## [ASSIGNMENT]
Output all records exactly, with no images.
[AVAILABLE DATA — start]
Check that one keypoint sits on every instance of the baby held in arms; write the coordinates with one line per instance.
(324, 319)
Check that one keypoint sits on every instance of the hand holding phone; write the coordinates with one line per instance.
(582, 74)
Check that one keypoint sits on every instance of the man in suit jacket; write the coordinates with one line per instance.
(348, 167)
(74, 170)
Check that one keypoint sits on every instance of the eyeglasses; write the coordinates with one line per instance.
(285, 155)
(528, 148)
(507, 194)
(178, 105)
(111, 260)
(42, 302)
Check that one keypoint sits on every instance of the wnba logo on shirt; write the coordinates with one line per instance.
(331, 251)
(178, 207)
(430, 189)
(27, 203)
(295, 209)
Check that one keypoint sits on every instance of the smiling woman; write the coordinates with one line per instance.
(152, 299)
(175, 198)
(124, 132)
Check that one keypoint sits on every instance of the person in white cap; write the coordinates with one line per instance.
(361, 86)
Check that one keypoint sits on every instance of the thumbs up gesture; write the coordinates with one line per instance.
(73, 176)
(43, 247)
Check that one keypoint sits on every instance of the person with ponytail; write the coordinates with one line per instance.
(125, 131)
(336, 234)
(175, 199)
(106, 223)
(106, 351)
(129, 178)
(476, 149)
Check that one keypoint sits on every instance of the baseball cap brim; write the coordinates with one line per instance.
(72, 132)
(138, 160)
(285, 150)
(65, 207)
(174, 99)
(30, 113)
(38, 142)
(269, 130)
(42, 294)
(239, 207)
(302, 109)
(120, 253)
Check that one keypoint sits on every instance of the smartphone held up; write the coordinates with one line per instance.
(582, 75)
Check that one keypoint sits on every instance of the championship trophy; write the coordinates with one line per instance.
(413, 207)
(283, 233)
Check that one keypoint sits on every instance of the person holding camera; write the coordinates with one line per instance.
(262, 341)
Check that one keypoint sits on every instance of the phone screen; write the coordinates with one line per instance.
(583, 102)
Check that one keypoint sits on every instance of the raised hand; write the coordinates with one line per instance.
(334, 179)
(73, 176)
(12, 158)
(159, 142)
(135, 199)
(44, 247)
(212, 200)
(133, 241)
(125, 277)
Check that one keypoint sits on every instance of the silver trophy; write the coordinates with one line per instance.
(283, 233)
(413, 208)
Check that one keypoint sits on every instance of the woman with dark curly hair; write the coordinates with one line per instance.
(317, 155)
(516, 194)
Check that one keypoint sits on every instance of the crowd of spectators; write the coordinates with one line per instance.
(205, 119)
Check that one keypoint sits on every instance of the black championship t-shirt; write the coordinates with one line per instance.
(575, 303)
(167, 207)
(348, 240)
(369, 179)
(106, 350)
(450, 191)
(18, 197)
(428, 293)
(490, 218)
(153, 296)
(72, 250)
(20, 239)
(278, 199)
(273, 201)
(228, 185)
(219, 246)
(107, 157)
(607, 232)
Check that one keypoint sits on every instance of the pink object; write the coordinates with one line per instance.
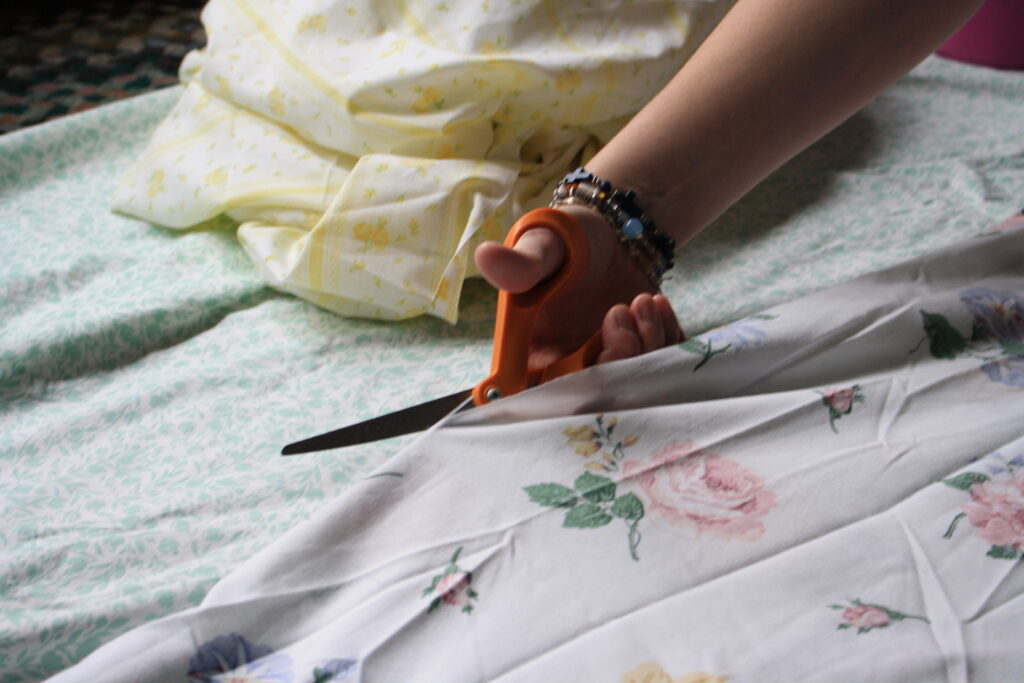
(993, 37)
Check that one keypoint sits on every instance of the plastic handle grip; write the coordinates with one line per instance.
(517, 313)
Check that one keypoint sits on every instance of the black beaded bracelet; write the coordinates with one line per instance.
(653, 249)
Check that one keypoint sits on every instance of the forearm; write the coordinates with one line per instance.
(772, 78)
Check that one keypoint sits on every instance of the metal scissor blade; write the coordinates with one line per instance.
(406, 421)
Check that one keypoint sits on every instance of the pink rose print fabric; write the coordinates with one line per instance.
(864, 616)
(681, 488)
(693, 494)
(840, 402)
(996, 506)
(452, 587)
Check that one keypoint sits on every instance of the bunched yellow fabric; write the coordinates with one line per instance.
(366, 146)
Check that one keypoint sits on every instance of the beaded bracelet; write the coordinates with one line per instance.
(651, 248)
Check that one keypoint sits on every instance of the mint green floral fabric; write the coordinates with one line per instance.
(148, 378)
(711, 520)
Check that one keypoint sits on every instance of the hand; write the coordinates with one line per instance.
(613, 295)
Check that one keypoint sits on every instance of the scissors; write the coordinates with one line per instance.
(513, 330)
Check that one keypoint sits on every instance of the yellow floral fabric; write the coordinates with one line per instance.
(366, 146)
(653, 673)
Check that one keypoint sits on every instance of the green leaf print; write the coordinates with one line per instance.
(1013, 348)
(595, 487)
(587, 516)
(551, 495)
(943, 340)
(1004, 552)
(628, 507)
(966, 480)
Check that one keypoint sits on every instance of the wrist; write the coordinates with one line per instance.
(637, 235)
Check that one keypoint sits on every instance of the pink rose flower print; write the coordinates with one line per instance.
(694, 493)
(840, 402)
(864, 616)
(452, 587)
(995, 510)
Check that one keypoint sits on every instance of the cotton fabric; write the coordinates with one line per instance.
(835, 495)
(366, 147)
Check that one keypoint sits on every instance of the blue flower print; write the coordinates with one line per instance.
(995, 315)
(246, 662)
(996, 334)
(998, 316)
(742, 334)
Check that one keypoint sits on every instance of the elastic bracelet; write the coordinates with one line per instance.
(651, 248)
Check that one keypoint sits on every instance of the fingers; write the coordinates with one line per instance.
(647, 324)
(536, 256)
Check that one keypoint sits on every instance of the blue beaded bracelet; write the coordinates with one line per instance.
(650, 247)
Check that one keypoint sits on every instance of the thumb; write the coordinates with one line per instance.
(537, 255)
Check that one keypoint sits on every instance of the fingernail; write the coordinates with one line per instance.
(645, 307)
(621, 316)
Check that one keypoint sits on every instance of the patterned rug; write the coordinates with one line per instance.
(62, 57)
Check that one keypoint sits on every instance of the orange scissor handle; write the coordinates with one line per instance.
(517, 313)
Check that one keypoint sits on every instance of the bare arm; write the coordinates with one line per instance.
(772, 78)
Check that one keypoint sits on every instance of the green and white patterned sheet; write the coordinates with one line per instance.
(148, 378)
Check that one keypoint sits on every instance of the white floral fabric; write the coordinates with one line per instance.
(366, 147)
(148, 377)
(712, 518)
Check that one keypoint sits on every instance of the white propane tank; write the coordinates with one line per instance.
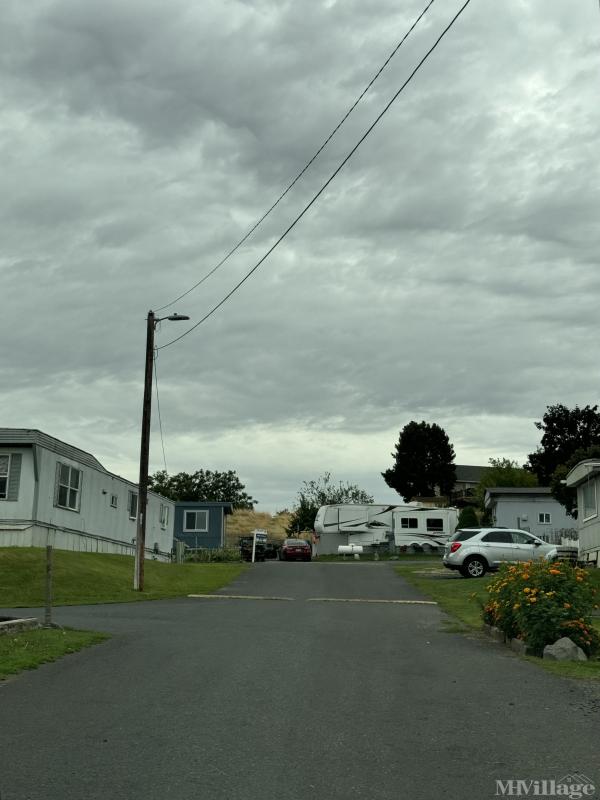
[AVAILABLE DATA — finish]
## [SOLVED EXERCISE]
Check that one keypoint sits on every instance of the baby held in arms; write the coordinates with one line per instance.
(324, 319)
Check that one keypoint sits on every instance of the hand holding phone; write the coordinates with one line per instance.
(582, 74)
Check that one keypoint sits on every instance of the man in suit jacket; write the coordinates with one line per instance.
(348, 167)
(74, 170)
Check that one keypoint sits on every instance of the eyeglasses; write the coordinates with one line per instance.
(285, 155)
(528, 148)
(507, 194)
(178, 105)
(111, 260)
(42, 302)
Check that one keypoint sits on every instance of the wnba logo on shirt; write the coordinates with one line per instance.
(331, 251)
(178, 207)
(430, 189)
(27, 203)
(295, 209)
Check that one keypoint sits on every instance of the smiling woman; write the coordinates with one line per instance.
(152, 299)
(175, 198)
(124, 132)
Check that one keypoint sits on every instance of the person in white cap; write the coordinates with one line per instance.
(361, 86)
Check that one keypoint sits on every instance of the thumbs up gesture; write the coordinates with one line per instance.
(73, 176)
(43, 247)
Check that one keypoint sits on every instance of the person with ponytail; write the coordinates with one line per instance.
(125, 131)
(336, 234)
(175, 199)
(106, 223)
(106, 351)
(129, 178)
(476, 149)
Check that one keypoint sits on every instance of the baseball cap brim; write the coordinates with one line per instance.
(72, 132)
(138, 160)
(285, 150)
(65, 207)
(174, 99)
(30, 113)
(38, 142)
(269, 130)
(42, 294)
(239, 207)
(302, 109)
(120, 253)
Check that one keypoint sits on every instance of the smartphone held up; write the coordinates with one line per instance.
(582, 75)
Check that one keypoint sits on every instance of the championship trophy; write the coordinates with one line per instance.
(413, 207)
(283, 233)
Check that one keypoint sits on every instance of the person holding camera; write the coordinates with one line per instance.
(262, 341)
Check that one keypoint sits on every instance of the phone screen; write the coordinates with one line per instance.
(583, 102)
Check that one keypoint sits on every instance of the raised hand; write the coordinates with one line per instance.
(334, 179)
(73, 176)
(12, 158)
(159, 142)
(135, 199)
(44, 247)
(212, 200)
(133, 241)
(125, 277)
Check that one keypoint sits on every instance of the silver trophy; write the coordinates with one line per instance.
(283, 233)
(413, 208)
Check that one keypoint sits on every instance of the woman with dark curly hair; write the coordinates with one line per instance.
(317, 155)
(516, 194)
Check that one keypoint sits on every instance of the crowd of spectators; write the coordinates with one line per instance.
(205, 119)
Check that one keypoint sits on every instance of the black championship t-shirt; write the coordinates with one line per instance.
(575, 303)
(167, 207)
(348, 240)
(369, 179)
(106, 350)
(450, 191)
(18, 197)
(428, 293)
(490, 218)
(153, 296)
(72, 250)
(20, 239)
(278, 199)
(273, 201)
(228, 185)
(219, 246)
(107, 157)
(607, 232)
Check that one keypoint sits on every instance of the pink object; write the coordinates with one line per instance.
(993, 37)
Check that one keypoint sits on every instance of the plastic handle grip; write the coordinates with one line per instance.
(517, 313)
Check that one keypoint sits on every instance of the black beaded bracelet; write the coordinates with one line per instance.
(653, 249)
Check that one keypoint sits on every instance of the forearm; write the coordinates with one line per instance.
(772, 78)
Check that one keypoint sits on every instance of the metal scissor blade; write the coordinates with one line per instance.
(406, 421)
Check that one keypoint sits on every instance of the pink rose print fabric; write the coordinates with one line per instance.
(864, 616)
(681, 488)
(693, 494)
(840, 402)
(996, 506)
(452, 587)
Check that one keypoint sits on every instance of the bunched yellow fabric; write the coordinates with one line per instance.
(366, 146)
Check that one keypoint sits on every instance of the beaded bracelet; write the coordinates with one line per instance.
(651, 248)
Check that one keypoint sits on every instance of the mint green floral fabric; write the coordinates with one line per instance.
(148, 378)
(711, 520)
Check that one keypoint sits on every instance of the hand; write the coordinates with one line per instance.
(613, 295)
Check that one keypoint sits on every instance of the scissors; write the coordinates with one line per instance.
(513, 330)
Check that one keypoint sits on every instance of the yellow floral fabric; write the coordinates with one line per instance.
(366, 146)
(653, 673)
Check that one keypoint sits on every instance of the green leaf print; write the coordinates with one line per instance.
(1013, 348)
(595, 487)
(587, 516)
(551, 495)
(943, 340)
(1004, 552)
(628, 507)
(966, 480)
Check that one keypoint sits on every instance of the wrist; write the coordinates with one line per instance.
(637, 235)
Check that one keypoint sits on every instance of the pink rose flower print; write the coordinates with one line per instance.
(694, 493)
(840, 402)
(864, 616)
(452, 587)
(995, 510)
Check that one keypoint sits on every instance of the cotton fabric; write the coordinates with one line per instance.
(835, 495)
(366, 147)
Check that one keypoint sits on every instance of the blue flower print; write the coordinates with one line per instance.
(995, 315)
(246, 662)
(996, 334)
(998, 316)
(742, 334)
Check that one keypoint sits on every instance of the elastic bracelet; write the coordinates with one line per instance.
(651, 248)
Check that one keypoint sits on every instance of the fingers; write the coordinates with one line per instance.
(647, 324)
(536, 256)
Check that one keypoint sits on every instance of the blue beaded bracelet; write the coordinates with one line per instance.
(650, 247)
Check that one keypoint sits on every instance of the thumb; write the coordinates with one line per instance.
(537, 255)
Check that one keypoint sits on every instance of the fingernail; write the coordinates with one line per instance.
(645, 307)
(621, 316)
Check that one keypoint sits on every instance of the patterned rug; write the coordinates with one line per instance.
(62, 57)
Check that one keypoint sits on every instance of the orange scissor handle; write the coordinates with one line per instance.
(517, 313)
Check that one keypoint sits on every instance of the bare arm; write the coordinates with one line per instance.
(772, 78)
Check that one keypoint sits on every instance of the green and white patterned sheet; write the coordinates with one line per instance.
(148, 378)
Check that one keypoint sits on every instance of the white floral fabric; write the coordinates with one line per instance.
(366, 147)
(148, 377)
(712, 518)
Check that one keypoint sits on every instance of the white propane tank; write the coordinates with one line per instance.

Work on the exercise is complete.